#### Record extracts
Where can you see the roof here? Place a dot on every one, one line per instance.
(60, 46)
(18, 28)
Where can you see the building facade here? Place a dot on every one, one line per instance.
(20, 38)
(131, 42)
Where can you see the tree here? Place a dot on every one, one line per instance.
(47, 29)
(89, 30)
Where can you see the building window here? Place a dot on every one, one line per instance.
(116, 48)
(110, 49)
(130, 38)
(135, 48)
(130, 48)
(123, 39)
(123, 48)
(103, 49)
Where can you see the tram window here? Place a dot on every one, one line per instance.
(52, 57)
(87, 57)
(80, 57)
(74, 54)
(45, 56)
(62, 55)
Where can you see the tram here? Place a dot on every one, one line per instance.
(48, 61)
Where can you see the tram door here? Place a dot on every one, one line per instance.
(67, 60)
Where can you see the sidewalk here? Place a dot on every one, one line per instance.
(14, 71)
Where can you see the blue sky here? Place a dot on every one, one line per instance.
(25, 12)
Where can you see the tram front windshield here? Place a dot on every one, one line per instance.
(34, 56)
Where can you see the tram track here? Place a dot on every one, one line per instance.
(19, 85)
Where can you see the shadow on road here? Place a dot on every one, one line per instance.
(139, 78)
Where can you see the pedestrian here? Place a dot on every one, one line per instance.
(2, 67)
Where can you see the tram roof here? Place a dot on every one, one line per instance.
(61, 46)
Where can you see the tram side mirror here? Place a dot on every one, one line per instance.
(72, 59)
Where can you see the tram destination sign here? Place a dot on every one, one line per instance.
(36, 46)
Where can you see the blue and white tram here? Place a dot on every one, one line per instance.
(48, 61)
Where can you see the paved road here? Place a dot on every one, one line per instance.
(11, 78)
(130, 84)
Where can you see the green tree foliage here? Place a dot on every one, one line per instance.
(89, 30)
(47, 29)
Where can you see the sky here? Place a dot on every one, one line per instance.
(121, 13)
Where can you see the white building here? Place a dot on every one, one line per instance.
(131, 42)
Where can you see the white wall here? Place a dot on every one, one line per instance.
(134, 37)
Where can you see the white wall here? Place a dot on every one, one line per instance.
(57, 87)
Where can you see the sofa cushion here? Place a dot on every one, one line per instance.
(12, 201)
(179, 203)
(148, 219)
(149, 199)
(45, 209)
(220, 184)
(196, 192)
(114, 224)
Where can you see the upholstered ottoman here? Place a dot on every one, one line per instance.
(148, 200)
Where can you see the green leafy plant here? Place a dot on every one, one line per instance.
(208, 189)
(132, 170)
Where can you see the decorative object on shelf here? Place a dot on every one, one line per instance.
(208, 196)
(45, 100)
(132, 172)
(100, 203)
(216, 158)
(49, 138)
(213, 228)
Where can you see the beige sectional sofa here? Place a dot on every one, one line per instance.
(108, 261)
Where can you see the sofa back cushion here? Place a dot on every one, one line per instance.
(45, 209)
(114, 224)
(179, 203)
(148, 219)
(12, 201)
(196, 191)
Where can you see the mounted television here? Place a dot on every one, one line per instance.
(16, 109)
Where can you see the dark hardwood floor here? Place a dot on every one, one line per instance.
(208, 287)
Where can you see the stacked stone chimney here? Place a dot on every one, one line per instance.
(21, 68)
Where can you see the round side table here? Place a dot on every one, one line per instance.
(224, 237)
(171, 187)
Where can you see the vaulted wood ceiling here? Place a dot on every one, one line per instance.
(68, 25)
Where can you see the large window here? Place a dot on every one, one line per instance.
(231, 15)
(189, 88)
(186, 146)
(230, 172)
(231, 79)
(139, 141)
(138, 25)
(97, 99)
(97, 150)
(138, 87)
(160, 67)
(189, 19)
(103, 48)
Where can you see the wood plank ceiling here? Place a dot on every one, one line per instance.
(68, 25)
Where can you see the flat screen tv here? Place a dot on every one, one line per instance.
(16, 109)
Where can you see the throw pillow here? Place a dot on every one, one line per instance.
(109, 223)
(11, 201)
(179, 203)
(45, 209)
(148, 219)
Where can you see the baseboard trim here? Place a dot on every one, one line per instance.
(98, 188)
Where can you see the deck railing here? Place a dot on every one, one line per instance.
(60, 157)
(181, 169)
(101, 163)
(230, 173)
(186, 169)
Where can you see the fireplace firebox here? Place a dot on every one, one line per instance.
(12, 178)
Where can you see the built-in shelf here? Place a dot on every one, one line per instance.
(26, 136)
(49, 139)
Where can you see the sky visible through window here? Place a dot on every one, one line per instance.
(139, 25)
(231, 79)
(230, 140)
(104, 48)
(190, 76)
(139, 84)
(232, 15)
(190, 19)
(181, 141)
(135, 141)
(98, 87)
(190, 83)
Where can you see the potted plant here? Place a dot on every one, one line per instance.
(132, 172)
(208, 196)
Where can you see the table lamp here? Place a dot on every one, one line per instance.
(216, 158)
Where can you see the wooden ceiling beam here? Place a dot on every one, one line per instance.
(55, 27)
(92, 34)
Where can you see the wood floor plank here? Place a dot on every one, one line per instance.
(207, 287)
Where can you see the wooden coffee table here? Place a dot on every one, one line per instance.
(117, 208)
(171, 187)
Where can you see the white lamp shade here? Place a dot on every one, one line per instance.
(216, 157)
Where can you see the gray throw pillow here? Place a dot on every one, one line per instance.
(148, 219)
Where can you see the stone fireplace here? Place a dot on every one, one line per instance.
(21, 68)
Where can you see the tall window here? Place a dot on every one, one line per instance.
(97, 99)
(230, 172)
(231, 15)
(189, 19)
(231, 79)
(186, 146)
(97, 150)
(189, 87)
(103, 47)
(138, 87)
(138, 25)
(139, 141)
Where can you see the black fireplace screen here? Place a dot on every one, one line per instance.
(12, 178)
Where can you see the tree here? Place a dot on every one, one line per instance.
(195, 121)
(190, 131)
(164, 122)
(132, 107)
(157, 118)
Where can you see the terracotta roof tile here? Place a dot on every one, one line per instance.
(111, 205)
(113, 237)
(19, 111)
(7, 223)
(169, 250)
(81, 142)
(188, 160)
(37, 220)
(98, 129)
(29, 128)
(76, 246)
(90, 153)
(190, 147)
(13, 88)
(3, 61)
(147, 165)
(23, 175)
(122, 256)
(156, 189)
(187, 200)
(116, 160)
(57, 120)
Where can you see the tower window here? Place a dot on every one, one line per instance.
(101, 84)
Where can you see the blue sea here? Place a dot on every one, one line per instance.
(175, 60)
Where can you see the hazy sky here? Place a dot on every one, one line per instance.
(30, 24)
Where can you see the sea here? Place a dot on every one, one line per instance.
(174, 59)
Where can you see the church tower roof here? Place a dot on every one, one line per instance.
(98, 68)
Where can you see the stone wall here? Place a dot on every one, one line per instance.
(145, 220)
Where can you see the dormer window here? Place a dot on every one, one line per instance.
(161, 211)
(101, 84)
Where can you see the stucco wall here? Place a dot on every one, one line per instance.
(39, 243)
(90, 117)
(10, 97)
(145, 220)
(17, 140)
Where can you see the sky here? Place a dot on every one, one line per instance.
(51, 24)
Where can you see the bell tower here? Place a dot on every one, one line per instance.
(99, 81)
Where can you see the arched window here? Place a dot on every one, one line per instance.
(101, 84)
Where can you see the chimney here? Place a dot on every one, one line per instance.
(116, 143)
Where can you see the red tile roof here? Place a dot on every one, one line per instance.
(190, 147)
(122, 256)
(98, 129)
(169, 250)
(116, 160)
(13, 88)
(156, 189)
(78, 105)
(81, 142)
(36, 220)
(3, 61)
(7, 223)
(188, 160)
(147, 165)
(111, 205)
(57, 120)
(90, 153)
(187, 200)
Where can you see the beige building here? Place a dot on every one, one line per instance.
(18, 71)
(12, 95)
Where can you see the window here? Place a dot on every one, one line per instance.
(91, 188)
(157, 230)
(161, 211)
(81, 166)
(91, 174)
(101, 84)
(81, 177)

#### Exercise details
Using the data above, output each line exactly.

#### Worked solution
Where can you see the roof here? Place a dot on every one, one line per instance.
(60, 46)
(18, 28)
Where can you see the building facade here? Place a dot on every one, one line per instance.
(20, 38)
(131, 42)
Where can you see the tree here? Place a dot on every one, one line per instance.
(47, 29)
(89, 30)
Where can you see the building window here? Place a dot on every one, one line per instance.
(116, 48)
(110, 49)
(130, 38)
(135, 48)
(130, 48)
(123, 39)
(123, 48)
(103, 49)
Where can you see the tram window here? Place a dot on every one, one line per instance.
(52, 57)
(87, 57)
(80, 57)
(74, 54)
(45, 56)
(62, 55)
Where can you see the tram here? Place a dot on every one, one line per instance.
(48, 61)
Where can you see the tram door here? Place a dot on every one, one line per instance.
(67, 60)
Where can you see the sidewalk here? Place a dot on every one, one line per instance.
(14, 71)
Where can you see the blue sky here? Place a dot on every one, one line per instance.
(25, 12)
Where can you see the tram front windshield here? Place a dot on every one, one line per instance.
(34, 56)
Where can you see the tram track here? Place a dot on every one, one line per instance.
(19, 85)
Where can you see the shadow on road here? Place a dot on every one, one line per instance.
(139, 78)
Where can you see the pedestrian here? Place a dot on every one, one line per instance.
(2, 67)
Where can you see the tram roof here? Place a dot on every one, one line per instance.
(61, 46)
Where can you see the tram side mirror here? Place a dot on every one, one line per instance.
(72, 59)
Where can you see the tram destination sign here? Place a dot on every one, one line per instance.
(36, 46)
Where can you see the blue and white tram here? Place a dot on every one, one line per instance.
(48, 61)
Where can you see the paved road here? Place a dot on every one, one line per instance.
(11, 78)
(130, 84)
Where can you see the green tree foliage here? Place a dot on every one, one line per instance.
(89, 30)
(47, 29)
Where can you see the sky here? Place a dot on every one, one line per instance.
(121, 13)
Where can you see the white building here? Place a dot on every one, one line per instance.
(131, 42)
Where can you see the white wall here? Place a dot on every one, one line per instance.
(134, 37)
Where can you see the white wall here? Place a dot on every one, one line per instance.
(57, 87)
Where can you see the sofa cushion here? Place a dot on every one, one line per instance.
(12, 201)
(179, 203)
(148, 219)
(149, 199)
(45, 209)
(220, 184)
(196, 192)
(114, 224)
Where can you see the upholstered ottoman here? Place a dot on every one, one line per instance.
(148, 200)
Where can you see the green leafy plant here? Place a dot on every one, one line per instance.
(208, 189)
(132, 170)
Where can you see the decorative object on shelf here? Place a dot on every one, one line per instance.
(208, 196)
(45, 100)
(132, 172)
(100, 203)
(216, 158)
(49, 138)
(213, 228)
Where can you see the beige sectional sofa here? Place a dot on every one, one line per instance.
(108, 261)
Where can you see the sofa back cushion here? Place a dot on every one, one line per instance.
(45, 209)
(114, 224)
(179, 203)
(148, 219)
(12, 201)
(196, 191)
Where can you see the mounted television here? Place a dot on every one, one line per instance.
(16, 109)
Where can you see the dark hardwood floor here? Place a dot on every one, one line per instance.
(208, 287)
Where can you see the stacked stone chimney here? Place a dot on every one, one line per instance.
(21, 68)
Where can you see the round side table here? Place a dot on every one, one line per instance.
(224, 237)
(171, 187)
Where can you see the vaulted wood ceiling here? Place a dot on every one, one line per instance.
(68, 25)
Where can you see the large window here? Place a dot on every one, one line per instance.
(231, 15)
(189, 88)
(186, 146)
(230, 172)
(231, 79)
(139, 141)
(138, 25)
(97, 99)
(97, 150)
(138, 87)
(160, 67)
(189, 19)
(103, 48)
Where can you see the wood plank ceiling here? Place a dot on every one, one line per instance.
(68, 25)
Where can you see the flat screen tv here? Place a dot on every one, one line per instance.
(16, 109)
Where can you see the throw pillow here? Place a dot on every one, one line per instance.
(109, 223)
(11, 201)
(179, 203)
(45, 209)
(148, 219)
Where can you see the baseboard trim here? Place a dot on every one, one line per instance.
(98, 188)
Where can you see the deck railing here? Place a dot on every one, one line per instance.
(60, 157)
(181, 169)
(101, 163)
(230, 173)
(186, 169)
Where can you see the fireplace firebox here? Place a dot on every one, one line per instance.
(12, 178)
Where can you see the built-in shelf here? Place a dot on every one, one line per instance.
(26, 136)
(49, 139)
Where can you see the sky visible through window here? Place a dot on every one, one line per instance.
(139, 25)
(231, 79)
(230, 140)
(104, 48)
(190, 76)
(139, 84)
(232, 15)
(190, 19)
(181, 141)
(135, 141)
(98, 87)
(190, 83)
Where can you see the potted plant here? Place a dot on every one, one line per instance.
(132, 172)
(208, 196)
Where can you see the table lamp here? Place a dot on every one, one line per instance.
(216, 158)
Where can you see the wooden ceiling beam here? Place a dot on every one, one line per instance.
(55, 27)
(92, 34)
Where can you see the wood floor plank here? Place a dot on every one, one line per instance.
(207, 287)
Where can you see the wooden coffee table here? Place a dot on every one, one line per instance.
(117, 208)
(171, 187)
Where can you see the white lamp shade here? Place a dot on every one, one line per instance.
(216, 157)
Where can you see the gray throw pillow here? Place a dot on every one, one line per instance.
(148, 219)
Where can you see the stone fireplace here? Place a dot on every one, one line per instance.
(21, 68)
Where can you see the tall window here? Place a dot on every one, one line per instance.
(97, 99)
(230, 172)
(231, 15)
(189, 19)
(231, 79)
(186, 146)
(97, 150)
(189, 87)
(103, 47)
(138, 87)
(138, 25)
(139, 141)
Where can you see the black fireplace screen here? Place a dot on every one, one line per instance.
(12, 178)
Where can you see the tree here? Place a dot on every one, one line per instance.
(195, 121)
(190, 131)
(164, 122)
(132, 107)
(157, 118)
Where can you see the terracotta roof tile here? Place a dot on every one, one line per instance.
(111, 205)
(113, 237)
(19, 111)
(7, 223)
(169, 250)
(81, 142)
(188, 160)
(37, 220)
(98, 129)
(29, 128)
(76, 246)
(90, 153)
(190, 147)
(13, 88)
(3, 61)
(147, 165)
(23, 175)
(122, 256)
(156, 189)
(187, 200)
(116, 160)
(57, 120)
Where can you see the tower window here? Place a dot on every one, one line per instance.
(101, 84)
Where can you see the blue sea here? Place a dot on every one, one line per instance.
(175, 60)
Where can you see the hazy sky here? Place a dot on every one, one line per instance.
(30, 24)
Where can you see the sea here? Place a dot on every one, one line per instance.
(174, 59)
Where can you see the church tower roof here? Place a dot on every one, one line per instance.
(98, 68)
Where can you see the stone wall here? Place a dot on every one, one line per instance.
(145, 220)
Where can you see the dormer window here? Place a dot on every one, one line per instance.
(161, 211)
(101, 84)
Where can you see the stucco wall here? Place a dot on every one, one line per instance.
(39, 243)
(90, 117)
(10, 97)
(145, 220)
(17, 140)
Where can you see the sky here? Place a dot on every one, one line per instance.
(51, 24)
Where can you see the bell tower here? Place a dot on every one, one line per instance.
(99, 81)
Where can you see the arched window here? Place a dot on every one, one line per instance.
(101, 84)
Where can you see the chimney here? Place a dot on every one, one line per instance.
(116, 143)
Where can you see the red tile roof here? Place a dot on every one, one line per instance.
(190, 147)
(122, 256)
(98, 129)
(169, 250)
(116, 160)
(13, 88)
(156, 189)
(78, 105)
(81, 142)
(36, 220)
(3, 61)
(7, 223)
(188, 160)
(147, 165)
(111, 205)
(57, 120)
(90, 153)
(187, 200)
Where can you see the beige building here? Place a dot on every one, one line per instance.
(18, 71)
(12, 95)
Where can you see the window here? Place a dot on every one, one line per instance.
(91, 188)
(157, 230)
(161, 211)
(81, 166)
(91, 174)
(101, 84)
(81, 177)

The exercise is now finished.